— begin —
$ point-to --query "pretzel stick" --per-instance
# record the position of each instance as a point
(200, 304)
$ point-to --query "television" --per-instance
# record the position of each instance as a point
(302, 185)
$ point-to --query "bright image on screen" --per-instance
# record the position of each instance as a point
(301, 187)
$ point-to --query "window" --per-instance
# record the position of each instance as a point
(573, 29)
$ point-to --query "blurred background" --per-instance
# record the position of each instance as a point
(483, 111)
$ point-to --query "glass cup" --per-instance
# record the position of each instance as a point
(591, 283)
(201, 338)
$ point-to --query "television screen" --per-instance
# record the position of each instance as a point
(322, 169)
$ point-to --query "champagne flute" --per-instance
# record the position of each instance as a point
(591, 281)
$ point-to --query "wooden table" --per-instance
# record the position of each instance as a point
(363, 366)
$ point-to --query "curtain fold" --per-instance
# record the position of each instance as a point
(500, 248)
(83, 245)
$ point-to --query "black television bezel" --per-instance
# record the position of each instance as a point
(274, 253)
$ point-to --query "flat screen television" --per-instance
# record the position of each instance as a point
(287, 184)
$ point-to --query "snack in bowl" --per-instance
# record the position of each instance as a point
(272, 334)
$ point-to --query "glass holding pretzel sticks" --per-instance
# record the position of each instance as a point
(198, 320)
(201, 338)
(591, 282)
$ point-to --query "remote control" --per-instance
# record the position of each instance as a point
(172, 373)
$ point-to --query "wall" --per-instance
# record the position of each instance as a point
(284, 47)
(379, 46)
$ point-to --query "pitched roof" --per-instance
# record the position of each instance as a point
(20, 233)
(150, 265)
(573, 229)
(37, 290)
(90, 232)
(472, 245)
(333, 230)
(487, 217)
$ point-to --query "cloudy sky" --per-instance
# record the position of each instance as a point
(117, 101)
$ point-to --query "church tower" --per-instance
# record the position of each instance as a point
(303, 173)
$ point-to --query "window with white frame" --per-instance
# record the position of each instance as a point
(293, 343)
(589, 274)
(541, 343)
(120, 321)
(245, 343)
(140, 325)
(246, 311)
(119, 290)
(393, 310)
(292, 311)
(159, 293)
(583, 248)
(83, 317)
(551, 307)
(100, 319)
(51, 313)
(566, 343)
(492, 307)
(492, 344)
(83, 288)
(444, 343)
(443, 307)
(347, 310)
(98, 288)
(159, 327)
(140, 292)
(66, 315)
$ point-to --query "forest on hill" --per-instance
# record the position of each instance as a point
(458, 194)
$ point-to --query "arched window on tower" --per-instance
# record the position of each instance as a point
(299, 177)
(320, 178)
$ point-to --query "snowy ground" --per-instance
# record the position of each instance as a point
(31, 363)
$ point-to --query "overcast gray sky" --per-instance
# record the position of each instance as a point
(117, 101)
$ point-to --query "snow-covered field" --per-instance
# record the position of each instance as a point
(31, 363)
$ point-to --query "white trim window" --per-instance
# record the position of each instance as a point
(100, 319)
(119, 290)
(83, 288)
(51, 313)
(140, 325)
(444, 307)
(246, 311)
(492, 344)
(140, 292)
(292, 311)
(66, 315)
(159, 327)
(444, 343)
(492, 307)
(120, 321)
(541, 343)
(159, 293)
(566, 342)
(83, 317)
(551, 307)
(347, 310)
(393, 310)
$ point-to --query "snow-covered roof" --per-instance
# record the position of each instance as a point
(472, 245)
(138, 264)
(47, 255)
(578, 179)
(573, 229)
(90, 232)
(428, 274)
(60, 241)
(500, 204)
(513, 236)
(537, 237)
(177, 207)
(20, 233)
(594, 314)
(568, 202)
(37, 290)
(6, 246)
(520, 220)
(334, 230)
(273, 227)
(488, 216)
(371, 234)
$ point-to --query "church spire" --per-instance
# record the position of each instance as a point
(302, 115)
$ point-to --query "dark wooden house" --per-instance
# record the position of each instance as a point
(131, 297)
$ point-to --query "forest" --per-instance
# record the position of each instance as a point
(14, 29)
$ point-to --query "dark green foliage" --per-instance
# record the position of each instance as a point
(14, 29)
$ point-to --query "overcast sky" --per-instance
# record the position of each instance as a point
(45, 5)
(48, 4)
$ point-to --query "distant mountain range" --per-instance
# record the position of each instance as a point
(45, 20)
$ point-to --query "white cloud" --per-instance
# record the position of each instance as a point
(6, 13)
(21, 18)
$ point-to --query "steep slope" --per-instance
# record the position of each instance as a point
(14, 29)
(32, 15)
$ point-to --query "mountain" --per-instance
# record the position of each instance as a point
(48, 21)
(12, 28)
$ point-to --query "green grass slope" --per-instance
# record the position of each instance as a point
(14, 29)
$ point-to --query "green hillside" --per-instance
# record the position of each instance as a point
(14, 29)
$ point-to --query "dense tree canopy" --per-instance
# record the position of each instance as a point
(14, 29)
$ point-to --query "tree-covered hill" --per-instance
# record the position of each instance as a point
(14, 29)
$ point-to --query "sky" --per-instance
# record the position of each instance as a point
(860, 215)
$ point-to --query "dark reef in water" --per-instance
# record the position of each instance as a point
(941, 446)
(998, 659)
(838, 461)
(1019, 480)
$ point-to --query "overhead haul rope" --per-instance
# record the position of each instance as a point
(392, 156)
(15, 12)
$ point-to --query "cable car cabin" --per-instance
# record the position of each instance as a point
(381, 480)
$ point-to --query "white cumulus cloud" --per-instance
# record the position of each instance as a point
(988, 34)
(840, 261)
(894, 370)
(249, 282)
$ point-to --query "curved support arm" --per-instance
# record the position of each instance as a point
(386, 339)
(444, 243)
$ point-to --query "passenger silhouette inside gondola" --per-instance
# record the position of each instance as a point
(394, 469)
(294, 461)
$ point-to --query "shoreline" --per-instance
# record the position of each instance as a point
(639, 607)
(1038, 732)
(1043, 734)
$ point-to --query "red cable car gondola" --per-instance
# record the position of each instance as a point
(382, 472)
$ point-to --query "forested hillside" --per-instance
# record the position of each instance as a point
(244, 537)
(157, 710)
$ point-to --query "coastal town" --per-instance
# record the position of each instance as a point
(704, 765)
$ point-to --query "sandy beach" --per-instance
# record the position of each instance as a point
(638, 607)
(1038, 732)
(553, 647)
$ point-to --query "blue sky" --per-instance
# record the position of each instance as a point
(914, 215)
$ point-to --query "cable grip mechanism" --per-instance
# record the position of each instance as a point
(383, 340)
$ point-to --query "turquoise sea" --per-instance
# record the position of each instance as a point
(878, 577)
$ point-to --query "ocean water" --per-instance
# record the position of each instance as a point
— end —
= Stated task =
Copy every line verbatim.

= Finished exercise =
$ point-to --query "pretzel stick" --per-instance
# record the position of each instance as a point
(200, 304)
$ point-to --query "television" --per-instance
# record the position of each instance as a point
(302, 185)
$ point-to --query "bright image on screen" --per-instance
# record the position of each instance as a point
(301, 187)
$ point-to --query "window" --per-instance
# record the position of each instance as a point
(573, 29)
$ point-to --query "blurred background" --per-instance
# record the position of each instance as a point
(483, 111)
$ point-to --query "glass cup" --per-instance
# record the position of each instance as a point
(591, 283)
(201, 338)
$ point-to --query "television screen" --per-instance
# record the position of each instance as a point
(322, 169)
$ point-to --query "champagne flute" --per-instance
# record the position of each instance as a point
(591, 281)
$ point-to --query "wooden table" --per-instance
# record the position of each instance as a point
(363, 366)
$ point-to --query "curtain fold" --per-instance
# record the position of each instance as a point
(500, 248)
(83, 245)
$ point-to --query "black television bezel" --per-instance
# record the position of each instance as a point
(274, 253)
$ point-to --query "flat screen television" --per-instance
# record the position of each instance as a point
(287, 184)
$ point-to --query "snack in bowl" --per-instance
# record the position of each instance as a point
(272, 334)
$ point-to --query "glass holding pretzel sticks" --per-instance
# record the position of each instance as a point
(198, 320)
(201, 338)
(591, 282)
$ point-to --query "remote control" --per-instance
# record the position of each instance as a point
(172, 373)
$ point-to --query "wall" --per-instance
# record the position of each instance as a point
(284, 47)
(379, 46)
$ point-to --query "pitched roof" --per-instance
# record the position of each instance as a point
(20, 233)
(150, 265)
(573, 229)
(37, 290)
(90, 232)
(472, 245)
(333, 230)
(487, 217)
$ point-to --query "cloudy sky" --per-instance
# record the position of each instance as a point
(117, 101)
$ point-to --query "church tower" --per-instance
# record the position of each instance as a point
(303, 173)
$ point-to --query "window with white frame" --per-instance
# record the position of each instance as a point
(293, 343)
(589, 274)
(541, 343)
(120, 321)
(245, 343)
(140, 325)
(246, 311)
(119, 290)
(393, 310)
(292, 311)
(159, 293)
(583, 248)
(83, 317)
(551, 307)
(100, 319)
(51, 313)
(566, 343)
(492, 307)
(492, 344)
(83, 288)
(444, 343)
(443, 307)
(347, 310)
(98, 288)
(159, 327)
(140, 292)
(66, 315)
$ point-to --query "forest on hill" --per-instance
# record the position of each instance as a point
(458, 194)
$ point-to --query "arched window on tower" --per-instance
# record the position of each instance as a point
(299, 177)
(320, 178)
$ point-to --query "snowy ground" --per-instance
# record the position of each instance as a point
(31, 363)
$ point-to --query "overcast gray sky" --per-instance
# record the position of each instance as a point
(117, 101)
$ point-to --query "snow-covered field" --per-instance
# record the position of each instance as a point
(31, 363)
$ point-to --query "white trim window" --per-instance
# record the position of each instance as a point
(100, 319)
(119, 290)
(83, 288)
(51, 313)
(140, 325)
(444, 307)
(246, 311)
(492, 344)
(140, 292)
(292, 311)
(66, 315)
(159, 327)
(444, 343)
(492, 307)
(120, 321)
(541, 343)
(159, 293)
(566, 342)
(83, 317)
(551, 307)
(347, 310)
(393, 310)
$ point-to --query "snow-covered roof" --per-instance
# record the position of each instance as a point
(472, 245)
(138, 264)
(47, 255)
(578, 179)
(573, 229)
(90, 232)
(428, 274)
(60, 241)
(500, 204)
(513, 236)
(537, 237)
(177, 207)
(20, 233)
(594, 314)
(568, 202)
(37, 290)
(6, 246)
(520, 220)
(334, 230)
(273, 227)
(488, 216)
(371, 234)
$ point-to --query "church spire" --per-instance
# record the position of each instance as a point
(302, 115)
$ point-to --query "dark wooden house" --per-instance
# record the position of each instance as a point
(131, 297)
$ point-to --query "forest" --per-instance
# record the position of each instance as a point
(14, 29)
$ point-to --query "dark green foliage" --per-instance
# record the position of each instance as a point
(14, 29)
$ point-to --query "overcast sky" --per-instance
# record the position of each instance as a point
(45, 5)
(48, 4)
$ point-to --query "distant mountain range" --per-instance
# record the position of each instance as a point
(45, 20)
$ point-to --query "white cloud" --per-instance
# record the position of each instance as a point
(6, 13)
(21, 18)
$ point-to --query "steep slope" --per-instance
# record the position of each instance as a point
(14, 29)
(32, 15)
$ point-to --query "mountain" --per-instance
# record the position of each instance as a point
(48, 21)
(12, 28)
$ point-to --query "green grass slope" --per-instance
# record the position of each instance as a point
(14, 29)
$ point-to --query "green hillside" --per-instance
# record the position of each instance as a point
(14, 29)
$ point-to --query "dense tree canopy" --per-instance
# record the position of each instance as a point
(14, 29)
$ point-to --query "tree-covered hill" --per-instance
# record the position of each instance as a point
(14, 29)
$ point-to --query "sky" --per-instance
# record the position of each instance as a point
(860, 215)
$ point-to --query "dark reef in water" --per-instance
# record the position of each instance as a point
(941, 446)
(998, 659)
(838, 461)
(1019, 480)
$ point-to --query "overhead haul rope" --per-instance
# record the position of each instance as a point
(392, 156)
(15, 12)
$ point-to --query "cable car cabin" --per-instance
# record the position of each instance as a point
(381, 480)
$ point-to --query "white cumulus cloud" --per-instance
# record the position of each instance as a point
(988, 34)
(840, 261)
(894, 370)
(249, 282)
$ point-to --query "curved support arm" --per-instance
# record the position of each instance as a point
(386, 339)
(444, 243)
$ point-to --query "passenger silhouette inside gondola" --per-instance
# record the position of each instance as a point
(394, 469)
(294, 461)
$ point-to --query "shoreline" --per-instance
# record the position of each instance as a point
(639, 607)
(1038, 732)
(1043, 734)
$ point-to --query "red cable car gondola" --per-instance
# record the position of each instance as a point
(382, 472)
$ point-to --query "forested hillside" --per-instance
# record the position of each instance as a point
(244, 537)
(157, 710)
$ point-to --query "coastal town" --per-instance
# record the position of each instance as a point
(704, 765)
$ point-to --query "sandy beach" --per-instance
# record the position of each instance as a point
(638, 607)
(1038, 732)
(553, 647)
$ point-to --query "blue sky" --per-instance
# record the position of each instance as a point
(914, 215)
$ point-to --query "cable grip mechanism" --per-instance
# record the position of each instance as a point
(383, 340)
$ point-to --query "turquoise sea" --per-instance
# record the position of each instance as a point
(878, 577)
$ point-to --query "ocean water" --per-instance
# record the position of each instance as a point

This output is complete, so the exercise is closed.